(Beginning of Exercise material)
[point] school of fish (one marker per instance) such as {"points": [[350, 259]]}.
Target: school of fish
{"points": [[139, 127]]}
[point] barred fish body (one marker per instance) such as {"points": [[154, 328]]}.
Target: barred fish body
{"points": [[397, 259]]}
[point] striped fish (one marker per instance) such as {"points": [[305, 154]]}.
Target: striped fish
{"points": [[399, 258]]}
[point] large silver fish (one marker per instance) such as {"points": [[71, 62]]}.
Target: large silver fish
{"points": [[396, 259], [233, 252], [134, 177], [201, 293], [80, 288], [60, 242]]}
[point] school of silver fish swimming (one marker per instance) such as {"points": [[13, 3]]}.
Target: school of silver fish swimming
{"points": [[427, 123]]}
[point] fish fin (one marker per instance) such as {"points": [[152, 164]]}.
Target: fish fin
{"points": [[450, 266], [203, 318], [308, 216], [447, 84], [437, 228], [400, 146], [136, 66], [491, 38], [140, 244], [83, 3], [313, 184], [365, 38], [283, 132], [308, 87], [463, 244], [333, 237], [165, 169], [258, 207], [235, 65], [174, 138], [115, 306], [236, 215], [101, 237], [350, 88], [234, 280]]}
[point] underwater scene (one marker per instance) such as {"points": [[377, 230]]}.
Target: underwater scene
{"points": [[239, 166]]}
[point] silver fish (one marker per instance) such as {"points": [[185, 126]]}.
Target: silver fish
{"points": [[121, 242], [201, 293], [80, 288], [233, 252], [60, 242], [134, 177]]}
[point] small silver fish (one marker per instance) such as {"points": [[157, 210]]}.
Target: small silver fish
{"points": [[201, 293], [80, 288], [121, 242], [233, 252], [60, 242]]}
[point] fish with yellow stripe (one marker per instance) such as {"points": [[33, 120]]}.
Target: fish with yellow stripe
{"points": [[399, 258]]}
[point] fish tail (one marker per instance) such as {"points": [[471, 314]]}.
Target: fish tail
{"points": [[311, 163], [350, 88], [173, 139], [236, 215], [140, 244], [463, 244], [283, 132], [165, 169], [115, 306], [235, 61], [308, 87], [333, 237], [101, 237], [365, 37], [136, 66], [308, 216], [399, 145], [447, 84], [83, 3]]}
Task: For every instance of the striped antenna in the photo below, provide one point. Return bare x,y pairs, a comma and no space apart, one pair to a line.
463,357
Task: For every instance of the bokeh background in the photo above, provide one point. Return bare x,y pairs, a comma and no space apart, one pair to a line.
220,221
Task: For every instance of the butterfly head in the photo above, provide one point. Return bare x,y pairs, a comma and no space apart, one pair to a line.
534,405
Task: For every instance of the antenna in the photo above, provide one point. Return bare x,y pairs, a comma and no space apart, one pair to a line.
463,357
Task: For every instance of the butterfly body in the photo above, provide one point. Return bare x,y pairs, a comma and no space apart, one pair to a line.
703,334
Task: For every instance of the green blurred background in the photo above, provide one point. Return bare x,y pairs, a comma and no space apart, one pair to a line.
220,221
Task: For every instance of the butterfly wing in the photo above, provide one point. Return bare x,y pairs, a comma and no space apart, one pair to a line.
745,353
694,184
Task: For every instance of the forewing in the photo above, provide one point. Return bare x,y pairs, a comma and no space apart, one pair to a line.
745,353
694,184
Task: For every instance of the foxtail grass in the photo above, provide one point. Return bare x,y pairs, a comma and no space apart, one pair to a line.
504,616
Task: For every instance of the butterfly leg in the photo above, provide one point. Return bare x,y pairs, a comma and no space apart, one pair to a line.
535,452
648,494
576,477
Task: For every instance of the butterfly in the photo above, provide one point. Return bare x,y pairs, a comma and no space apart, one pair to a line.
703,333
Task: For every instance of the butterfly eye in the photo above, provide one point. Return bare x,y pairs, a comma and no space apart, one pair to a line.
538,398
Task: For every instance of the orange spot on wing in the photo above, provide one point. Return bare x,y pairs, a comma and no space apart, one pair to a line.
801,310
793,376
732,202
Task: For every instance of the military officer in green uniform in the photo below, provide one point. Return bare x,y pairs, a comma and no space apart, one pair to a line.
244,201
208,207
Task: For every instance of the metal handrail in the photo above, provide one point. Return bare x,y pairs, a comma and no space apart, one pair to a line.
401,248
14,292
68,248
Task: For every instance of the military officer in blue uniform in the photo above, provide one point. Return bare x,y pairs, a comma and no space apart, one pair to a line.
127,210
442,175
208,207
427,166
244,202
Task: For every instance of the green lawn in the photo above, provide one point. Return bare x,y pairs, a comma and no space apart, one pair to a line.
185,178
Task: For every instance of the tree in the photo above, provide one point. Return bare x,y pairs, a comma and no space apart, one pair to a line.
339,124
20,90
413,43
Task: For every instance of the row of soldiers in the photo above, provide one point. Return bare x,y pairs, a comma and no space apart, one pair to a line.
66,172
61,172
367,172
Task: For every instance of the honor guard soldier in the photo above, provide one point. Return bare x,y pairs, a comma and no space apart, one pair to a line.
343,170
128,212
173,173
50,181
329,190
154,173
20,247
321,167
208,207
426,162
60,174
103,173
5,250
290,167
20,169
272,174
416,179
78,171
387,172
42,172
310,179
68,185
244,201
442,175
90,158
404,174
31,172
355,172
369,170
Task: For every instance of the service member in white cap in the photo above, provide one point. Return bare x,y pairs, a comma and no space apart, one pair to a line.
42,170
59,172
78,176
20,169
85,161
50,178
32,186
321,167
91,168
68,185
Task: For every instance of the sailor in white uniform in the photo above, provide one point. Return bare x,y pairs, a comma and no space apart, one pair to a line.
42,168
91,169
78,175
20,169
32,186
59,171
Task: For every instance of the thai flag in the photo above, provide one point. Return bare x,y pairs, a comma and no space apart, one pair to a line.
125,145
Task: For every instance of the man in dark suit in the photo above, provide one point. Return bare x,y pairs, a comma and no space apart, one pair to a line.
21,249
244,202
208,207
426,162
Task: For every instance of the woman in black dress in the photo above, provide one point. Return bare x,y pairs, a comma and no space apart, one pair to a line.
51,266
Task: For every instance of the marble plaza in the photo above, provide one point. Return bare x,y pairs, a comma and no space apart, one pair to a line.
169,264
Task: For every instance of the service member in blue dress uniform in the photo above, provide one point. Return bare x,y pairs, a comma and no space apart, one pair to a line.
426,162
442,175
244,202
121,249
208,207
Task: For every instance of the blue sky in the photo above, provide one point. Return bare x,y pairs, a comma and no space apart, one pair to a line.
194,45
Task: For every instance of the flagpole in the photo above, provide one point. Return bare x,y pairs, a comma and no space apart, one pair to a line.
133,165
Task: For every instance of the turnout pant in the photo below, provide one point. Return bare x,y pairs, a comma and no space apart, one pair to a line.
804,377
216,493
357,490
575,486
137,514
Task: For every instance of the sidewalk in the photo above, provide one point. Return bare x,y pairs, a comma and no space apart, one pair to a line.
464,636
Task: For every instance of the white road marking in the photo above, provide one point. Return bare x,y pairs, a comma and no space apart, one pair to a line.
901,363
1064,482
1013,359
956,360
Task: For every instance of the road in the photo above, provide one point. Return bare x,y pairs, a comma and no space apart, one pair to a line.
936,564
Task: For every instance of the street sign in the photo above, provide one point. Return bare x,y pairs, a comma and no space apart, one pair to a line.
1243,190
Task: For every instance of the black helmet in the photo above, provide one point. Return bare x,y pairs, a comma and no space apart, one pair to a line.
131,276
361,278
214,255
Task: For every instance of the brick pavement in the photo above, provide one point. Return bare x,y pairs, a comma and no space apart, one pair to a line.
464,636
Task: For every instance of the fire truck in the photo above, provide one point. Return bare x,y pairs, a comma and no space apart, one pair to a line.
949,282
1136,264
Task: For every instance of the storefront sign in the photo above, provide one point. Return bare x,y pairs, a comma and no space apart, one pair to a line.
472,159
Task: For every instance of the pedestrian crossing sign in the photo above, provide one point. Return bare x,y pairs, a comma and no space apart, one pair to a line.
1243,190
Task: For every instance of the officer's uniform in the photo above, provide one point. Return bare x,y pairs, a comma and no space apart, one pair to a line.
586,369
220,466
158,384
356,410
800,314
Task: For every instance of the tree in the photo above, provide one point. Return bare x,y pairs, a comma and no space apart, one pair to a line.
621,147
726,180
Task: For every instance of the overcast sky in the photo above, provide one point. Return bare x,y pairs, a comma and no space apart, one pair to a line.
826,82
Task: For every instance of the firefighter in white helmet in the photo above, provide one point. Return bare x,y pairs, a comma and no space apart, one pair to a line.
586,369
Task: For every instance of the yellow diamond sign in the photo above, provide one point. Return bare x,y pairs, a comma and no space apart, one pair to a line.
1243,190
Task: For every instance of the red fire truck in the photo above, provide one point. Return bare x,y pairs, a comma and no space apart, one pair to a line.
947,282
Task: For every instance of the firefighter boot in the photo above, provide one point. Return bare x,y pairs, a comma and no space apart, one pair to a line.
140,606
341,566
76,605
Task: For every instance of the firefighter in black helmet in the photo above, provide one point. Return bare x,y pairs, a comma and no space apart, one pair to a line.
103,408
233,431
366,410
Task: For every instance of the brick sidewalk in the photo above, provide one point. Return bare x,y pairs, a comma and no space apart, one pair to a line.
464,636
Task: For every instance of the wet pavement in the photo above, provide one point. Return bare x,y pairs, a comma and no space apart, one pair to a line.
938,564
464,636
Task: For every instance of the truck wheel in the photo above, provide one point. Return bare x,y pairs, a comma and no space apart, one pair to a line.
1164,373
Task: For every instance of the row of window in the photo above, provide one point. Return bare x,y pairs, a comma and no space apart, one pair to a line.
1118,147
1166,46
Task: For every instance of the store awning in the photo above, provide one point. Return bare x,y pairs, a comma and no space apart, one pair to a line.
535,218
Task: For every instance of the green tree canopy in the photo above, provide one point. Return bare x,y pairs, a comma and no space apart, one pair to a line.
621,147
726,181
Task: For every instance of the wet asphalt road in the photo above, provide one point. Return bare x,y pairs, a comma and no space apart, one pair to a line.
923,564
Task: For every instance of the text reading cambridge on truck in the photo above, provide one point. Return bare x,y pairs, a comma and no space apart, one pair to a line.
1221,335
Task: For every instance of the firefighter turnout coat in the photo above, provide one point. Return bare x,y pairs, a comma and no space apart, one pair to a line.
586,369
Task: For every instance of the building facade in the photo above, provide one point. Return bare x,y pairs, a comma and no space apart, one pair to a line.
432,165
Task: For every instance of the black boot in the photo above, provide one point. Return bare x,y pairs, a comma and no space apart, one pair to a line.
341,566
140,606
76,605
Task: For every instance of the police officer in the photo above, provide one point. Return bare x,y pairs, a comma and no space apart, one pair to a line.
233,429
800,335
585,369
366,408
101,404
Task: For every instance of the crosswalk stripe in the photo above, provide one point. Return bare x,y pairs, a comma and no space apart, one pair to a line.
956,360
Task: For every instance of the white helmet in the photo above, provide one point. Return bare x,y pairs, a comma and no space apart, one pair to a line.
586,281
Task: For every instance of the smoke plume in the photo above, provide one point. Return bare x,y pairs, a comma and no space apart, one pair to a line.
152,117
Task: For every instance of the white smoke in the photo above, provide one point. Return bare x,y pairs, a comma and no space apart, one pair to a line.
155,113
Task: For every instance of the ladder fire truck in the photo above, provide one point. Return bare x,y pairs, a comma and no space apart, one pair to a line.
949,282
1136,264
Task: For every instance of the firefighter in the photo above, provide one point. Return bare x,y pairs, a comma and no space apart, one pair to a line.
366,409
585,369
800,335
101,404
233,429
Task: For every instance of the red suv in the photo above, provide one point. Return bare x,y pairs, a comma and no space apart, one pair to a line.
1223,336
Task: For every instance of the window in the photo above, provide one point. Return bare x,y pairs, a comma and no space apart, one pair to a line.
(End of Exercise material)
## What you have to do
Pull out all lines from the entries above in which the word "marker" appears.

## Solution to the exercise
[point] school of fish (one marker per instance) such as {"points": [[350, 259]]}.
[point] barred fish body (one marker per instance) such as {"points": [[154, 328]]}.
[point] striped fish (one marker per instance) such as {"points": [[305, 154]]}.
[point] large silver fish (one marker per instance) such as {"points": [[71, 62]]}.
[point] school of silver fish swimming (one marker per instance) such as {"points": [[13, 3]]}.
[point] fish fin (one marker per instance) such as {"points": [[152, 164]]}.
[point] underwater scene (one marker per instance) such as {"points": [[377, 230]]}.
[point] silver fish (one marker per instance) such as {"points": [[185, 126]]}.
[point] small silver fish (one marker per instance) such as {"points": [[157, 210]]}.
[point] fish with yellow stripe (one marker per instance) such as {"points": [[33, 120]]}.
[point] fish tail (one marker per instance) such as {"points": [[471, 314]]}.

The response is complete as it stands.